Natural language region descriptions
========================
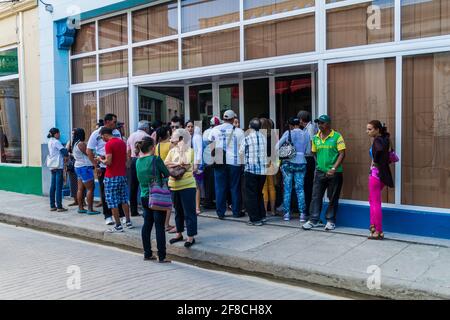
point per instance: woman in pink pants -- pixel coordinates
(380, 175)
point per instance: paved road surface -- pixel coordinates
(34, 265)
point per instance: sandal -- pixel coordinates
(189, 244)
(376, 236)
(169, 227)
(173, 230)
(175, 240)
(164, 261)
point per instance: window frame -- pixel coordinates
(22, 101)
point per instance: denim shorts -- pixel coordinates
(85, 174)
(116, 191)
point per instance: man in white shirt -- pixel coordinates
(227, 168)
(210, 194)
(311, 128)
(96, 147)
(132, 156)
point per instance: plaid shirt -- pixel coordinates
(254, 149)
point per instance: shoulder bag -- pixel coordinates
(287, 150)
(160, 197)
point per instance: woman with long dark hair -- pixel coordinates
(150, 168)
(55, 162)
(84, 169)
(162, 150)
(380, 175)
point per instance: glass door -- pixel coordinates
(292, 94)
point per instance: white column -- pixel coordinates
(398, 127)
(272, 99)
(322, 87)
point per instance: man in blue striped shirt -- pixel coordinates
(227, 164)
(254, 150)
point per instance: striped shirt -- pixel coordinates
(254, 149)
(221, 135)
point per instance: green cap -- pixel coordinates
(323, 118)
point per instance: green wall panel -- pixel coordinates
(22, 180)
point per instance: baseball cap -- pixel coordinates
(229, 114)
(215, 121)
(323, 118)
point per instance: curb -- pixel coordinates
(316, 275)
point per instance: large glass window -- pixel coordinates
(155, 22)
(201, 14)
(211, 48)
(361, 24)
(116, 101)
(113, 32)
(84, 70)
(425, 18)
(229, 98)
(292, 94)
(8, 63)
(155, 58)
(113, 65)
(426, 130)
(84, 111)
(281, 37)
(258, 8)
(359, 92)
(10, 128)
(85, 39)
(256, 100)
(201, 104)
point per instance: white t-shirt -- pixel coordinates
(221, 135)
(97, 144)
(54, 151)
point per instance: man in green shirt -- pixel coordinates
(329, 148)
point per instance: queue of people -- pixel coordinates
(195, 169)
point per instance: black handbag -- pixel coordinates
(287, 150)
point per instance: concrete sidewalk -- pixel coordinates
(411, 268)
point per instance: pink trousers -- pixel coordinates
(375, 188)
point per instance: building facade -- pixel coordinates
(354, 60)
(20, 146)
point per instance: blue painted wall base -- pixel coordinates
(418, 223)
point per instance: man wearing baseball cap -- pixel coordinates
(227, 167)
(210, 195)
(329, 147)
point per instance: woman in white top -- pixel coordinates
(55, 162)
(197, 145)
(84, 169)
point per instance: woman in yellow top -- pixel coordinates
(162, 150)
(183, 189)
(163, 142)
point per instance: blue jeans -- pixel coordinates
(228, 177)
(157, 218)
(184, 204)
(293, 171)
(56, 188)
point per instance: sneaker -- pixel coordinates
(255, 223)
(129, 225)
(309, 225)
(330, 226)
(116, 229)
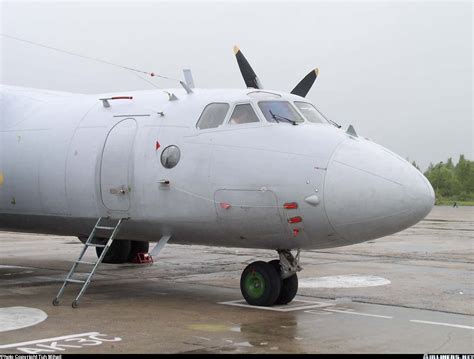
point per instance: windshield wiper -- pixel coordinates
(282, 118)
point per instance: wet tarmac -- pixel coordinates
(411, 292)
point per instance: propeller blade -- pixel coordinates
(305, 85)
(250, 78)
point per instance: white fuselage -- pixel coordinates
(66, 160)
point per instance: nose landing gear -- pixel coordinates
(275, 282)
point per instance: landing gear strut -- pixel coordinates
(275, 282)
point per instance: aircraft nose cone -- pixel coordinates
(371, 192)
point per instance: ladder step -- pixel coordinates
(75, 281)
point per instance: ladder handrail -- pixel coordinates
(87, 244)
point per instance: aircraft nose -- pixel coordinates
(371, 192)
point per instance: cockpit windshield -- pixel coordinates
(310, 112)
(280, 112)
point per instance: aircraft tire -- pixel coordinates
(289, 286)
(260, 284)
(118, 252)
(137, 247)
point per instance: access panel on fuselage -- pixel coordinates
(116, 166)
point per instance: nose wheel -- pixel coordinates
(275, 282)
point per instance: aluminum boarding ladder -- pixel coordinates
(89, 243)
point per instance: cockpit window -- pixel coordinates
(213, 115)
(280, 112)
(310, 112)
(243, 114)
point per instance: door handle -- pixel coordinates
(120, 191)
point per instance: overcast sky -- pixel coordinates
(400, 72)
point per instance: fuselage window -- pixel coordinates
(243, 114)
(280, 112)
(310, 112)
(213, 116)
(170, 156)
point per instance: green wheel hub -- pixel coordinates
(254, 284)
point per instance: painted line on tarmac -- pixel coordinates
(443, 324)
(359, 313)
(304, 304)
(47, 340)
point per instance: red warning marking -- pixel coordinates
(296, 219)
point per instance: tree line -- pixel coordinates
(452, 182)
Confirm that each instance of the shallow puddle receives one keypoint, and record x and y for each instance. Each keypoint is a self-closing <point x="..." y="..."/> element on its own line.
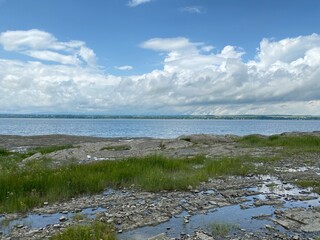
========================
> About this exercise: Begin at the line containing "point per instance: access" and write out every line to the end of the data exactly. Skip the pictures.

> Solution to this exercise:
point per instance: access panel on fuselage -- pixel coordinates
(116, 166)
point per instance: nose wheel -- pixel coordinates
(275, 282)
point per instance: aluminum boarding ladder -- pixel coordinates
(89, 243)
point per instance: cockpit window -- pixel coordinates
(213, 115)
(280, 112)
(310, 112)
(243, 114)
point per instance: door handle -- pixel coordinates
(120, 191)
point per instance: overcast sky -- pixel coordinates
(400, 72)
point per instance: fuselage window -- pixel coordinates
(243, 114)
(280, 112)
(310, 112)
(213, 116)
(170, 156)
point per instance: green wheel hub -- pixel coordinates
(254, 284)
point per instance: painted line on tarmac -- pixel coordinates
(443, 324)
(359, 313)
(304, 304)
(47, 340)
point per instance: red warning marking -- pixel coordinates
(296, 219)
point per instance: tree line -- pixel coordinates
(452, 182)
Confirm that each instance of the shallow puddle receives one keypoint, and record x and y for each instance. Each keypoint is a self-closing <point x="..." y="..."/> element on its own line.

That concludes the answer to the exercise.